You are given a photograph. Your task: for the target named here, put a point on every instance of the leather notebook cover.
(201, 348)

==

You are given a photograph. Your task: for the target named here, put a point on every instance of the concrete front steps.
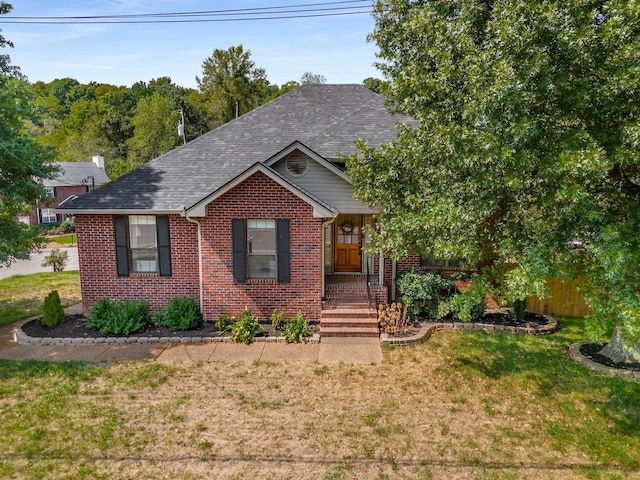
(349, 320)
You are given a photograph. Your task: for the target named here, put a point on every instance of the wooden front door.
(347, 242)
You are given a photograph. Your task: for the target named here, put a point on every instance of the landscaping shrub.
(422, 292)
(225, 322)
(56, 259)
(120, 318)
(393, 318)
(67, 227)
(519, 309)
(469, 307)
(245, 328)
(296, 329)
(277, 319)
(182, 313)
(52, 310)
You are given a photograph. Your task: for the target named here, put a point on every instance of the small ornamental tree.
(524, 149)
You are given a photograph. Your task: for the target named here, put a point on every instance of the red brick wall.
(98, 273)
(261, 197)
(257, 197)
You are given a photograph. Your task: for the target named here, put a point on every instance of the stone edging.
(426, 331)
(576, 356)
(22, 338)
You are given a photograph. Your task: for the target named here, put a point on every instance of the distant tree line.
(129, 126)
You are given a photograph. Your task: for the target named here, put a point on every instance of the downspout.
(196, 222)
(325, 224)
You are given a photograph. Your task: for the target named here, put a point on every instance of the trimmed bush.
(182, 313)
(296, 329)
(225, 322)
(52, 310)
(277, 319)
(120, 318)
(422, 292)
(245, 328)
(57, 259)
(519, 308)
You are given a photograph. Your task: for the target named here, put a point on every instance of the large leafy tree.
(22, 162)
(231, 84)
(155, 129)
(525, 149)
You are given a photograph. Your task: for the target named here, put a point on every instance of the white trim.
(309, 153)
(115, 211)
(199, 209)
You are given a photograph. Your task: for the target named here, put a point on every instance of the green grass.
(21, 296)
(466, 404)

---

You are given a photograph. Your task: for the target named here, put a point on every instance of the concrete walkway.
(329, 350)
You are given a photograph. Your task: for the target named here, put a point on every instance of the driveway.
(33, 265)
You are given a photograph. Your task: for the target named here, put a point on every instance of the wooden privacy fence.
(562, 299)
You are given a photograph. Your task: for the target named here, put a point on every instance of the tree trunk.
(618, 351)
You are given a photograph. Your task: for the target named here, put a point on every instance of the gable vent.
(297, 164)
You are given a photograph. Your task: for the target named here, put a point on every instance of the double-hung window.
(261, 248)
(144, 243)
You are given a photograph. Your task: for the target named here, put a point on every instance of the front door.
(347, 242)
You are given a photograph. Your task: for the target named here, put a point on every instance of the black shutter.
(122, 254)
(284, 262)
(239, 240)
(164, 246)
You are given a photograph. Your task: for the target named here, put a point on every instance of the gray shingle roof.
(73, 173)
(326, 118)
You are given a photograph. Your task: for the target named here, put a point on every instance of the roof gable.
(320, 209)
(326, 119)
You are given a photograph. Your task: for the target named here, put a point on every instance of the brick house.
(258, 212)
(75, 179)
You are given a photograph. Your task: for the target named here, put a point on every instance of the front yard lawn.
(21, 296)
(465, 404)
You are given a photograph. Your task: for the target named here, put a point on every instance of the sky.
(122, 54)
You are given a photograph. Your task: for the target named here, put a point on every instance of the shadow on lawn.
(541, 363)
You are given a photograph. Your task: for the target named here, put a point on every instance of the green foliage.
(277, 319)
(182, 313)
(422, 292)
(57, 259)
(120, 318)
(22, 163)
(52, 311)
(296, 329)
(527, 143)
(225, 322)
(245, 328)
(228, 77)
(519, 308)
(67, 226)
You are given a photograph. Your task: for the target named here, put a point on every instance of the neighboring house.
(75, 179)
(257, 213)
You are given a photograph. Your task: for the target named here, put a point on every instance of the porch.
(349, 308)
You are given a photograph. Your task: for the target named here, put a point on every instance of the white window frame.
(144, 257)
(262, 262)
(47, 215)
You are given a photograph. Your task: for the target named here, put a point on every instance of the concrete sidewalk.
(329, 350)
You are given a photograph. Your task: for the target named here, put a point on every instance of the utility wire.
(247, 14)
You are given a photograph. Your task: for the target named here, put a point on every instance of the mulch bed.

## PROBLEM TO WORK ON
Every line from the line containing "the concrete sidewalk." through the line containing "the mulch bed." in the records above must be retyped exactly. Leave out the rest.

## RESULT OF THIS EXERCISE
You are given a photograph. Your task: for the target named here, put a point on every instance of the concrete sidewalk.
(329, 350)
You are given a photograph. Your task: for the target named here, put a point on every instance of the utility wire.
(247, 14)
You are given a photograph. Your task: for the target named here, put a point on every instance of the mulch bed.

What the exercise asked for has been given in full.